Please give again, word for word, each line that falls between the line with "Point to the headlight." and the end of the data, inclusive.
Segment Start: Listed entries
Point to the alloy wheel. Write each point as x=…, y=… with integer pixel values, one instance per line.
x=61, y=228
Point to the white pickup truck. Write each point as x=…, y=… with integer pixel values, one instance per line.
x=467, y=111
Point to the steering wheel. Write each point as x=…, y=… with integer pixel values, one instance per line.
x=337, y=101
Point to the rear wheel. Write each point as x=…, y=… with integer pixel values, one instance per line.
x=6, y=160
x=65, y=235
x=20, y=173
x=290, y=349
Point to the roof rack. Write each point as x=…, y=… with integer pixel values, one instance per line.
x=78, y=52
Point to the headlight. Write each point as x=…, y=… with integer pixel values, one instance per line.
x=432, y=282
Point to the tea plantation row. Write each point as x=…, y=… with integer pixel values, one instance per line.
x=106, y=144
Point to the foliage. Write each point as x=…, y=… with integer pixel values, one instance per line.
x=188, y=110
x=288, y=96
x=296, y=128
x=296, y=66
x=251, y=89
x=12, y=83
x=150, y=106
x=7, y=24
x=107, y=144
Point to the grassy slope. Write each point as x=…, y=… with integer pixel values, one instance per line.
Segment End: Listed entries
■ **Result of this task**
Point to the headlight. Write each point as x=…, y=… with integer pixel values, one instance per line.
x=432, y=282
Point to the tea plantation row. Write each point as x=…, y=… with integer pixel values, one instance per line.
x=106, y=144
Point to the foliage. Write each point as x=…, y=… with integer pixel values, one instance per line.
x=188, y=110
x=288, y=96
x=296, y=128
x=296, y=66
x=251, y=89
x=12, y=83
x=150, y=106
x=7, y=24
x=107, y=144
Point to the grassy slope. Write each point as x=…, y=… with integer pixel values, one instance per line.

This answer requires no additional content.